What is required
In the article on the Carters' marriage, could you copy the part that begins at "Married for more than 73 years, they" and stops after "McClain/The Washington Post)", switching "dinner" to "lunch"?

Reading text
Married for more than 73 years, they still hold hands when walking down the street

Former president Jimmy Carter walks with his wife, Rosalynn Carter, following dinner at a friend's home in Plains, Ga. (Matt McClain/The Washington Post)

Jimmy Carter may have served only one term before being voted out in a blowout, but he still holds a number of presidential records. At 95, he is the longest-living president, has had the longest post-presidency period of any commander in chief and is one of just four U.S. presidents to have won the Nobel Peace Prize.

This week, he reached another milestone: the longest presidential marriage. Carter and his wife, Rosalynn, have been married for more than 73 years — 26,766 days to be exact. That’s more than the previous record holders, George H.W. Bush and Barbara Bush, who were married for 73 years and 102 days until Barbara’s 2018 death.

Data
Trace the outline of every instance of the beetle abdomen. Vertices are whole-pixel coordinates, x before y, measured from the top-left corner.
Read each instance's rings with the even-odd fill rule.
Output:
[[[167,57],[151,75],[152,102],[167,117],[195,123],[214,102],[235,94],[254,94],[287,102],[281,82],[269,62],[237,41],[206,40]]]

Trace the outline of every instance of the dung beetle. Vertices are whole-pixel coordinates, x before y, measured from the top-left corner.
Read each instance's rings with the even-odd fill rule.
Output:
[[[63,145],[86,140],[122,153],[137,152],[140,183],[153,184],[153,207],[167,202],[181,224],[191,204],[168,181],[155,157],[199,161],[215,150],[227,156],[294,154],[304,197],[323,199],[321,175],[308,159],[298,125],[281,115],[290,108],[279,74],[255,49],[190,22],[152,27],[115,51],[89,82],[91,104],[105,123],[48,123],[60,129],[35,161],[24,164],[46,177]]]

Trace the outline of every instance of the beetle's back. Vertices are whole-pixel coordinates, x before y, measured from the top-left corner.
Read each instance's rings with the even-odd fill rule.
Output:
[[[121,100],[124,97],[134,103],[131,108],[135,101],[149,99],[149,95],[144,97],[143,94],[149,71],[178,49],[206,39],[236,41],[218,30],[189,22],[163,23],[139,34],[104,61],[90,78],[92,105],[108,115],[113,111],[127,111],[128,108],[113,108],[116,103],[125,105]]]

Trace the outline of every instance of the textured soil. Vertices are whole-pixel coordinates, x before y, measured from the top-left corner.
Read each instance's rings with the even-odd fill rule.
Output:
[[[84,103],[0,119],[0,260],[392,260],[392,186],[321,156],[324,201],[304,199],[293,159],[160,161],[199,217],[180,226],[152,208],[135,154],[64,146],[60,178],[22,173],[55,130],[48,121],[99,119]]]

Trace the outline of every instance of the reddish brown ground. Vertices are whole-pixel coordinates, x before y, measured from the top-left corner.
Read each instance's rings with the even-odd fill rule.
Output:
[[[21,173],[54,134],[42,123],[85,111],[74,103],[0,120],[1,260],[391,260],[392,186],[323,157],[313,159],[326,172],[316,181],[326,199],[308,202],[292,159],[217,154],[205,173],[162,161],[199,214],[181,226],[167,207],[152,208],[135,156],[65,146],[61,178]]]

Solution to the problem
Married for more than 73 years, they still hold hands when walking down the street

Former president Jimmy Carter walks with his wife, Rosalynn Carter, following lunch at a friend's home in Plains, Ga. (Matt McClain/The Washington Post)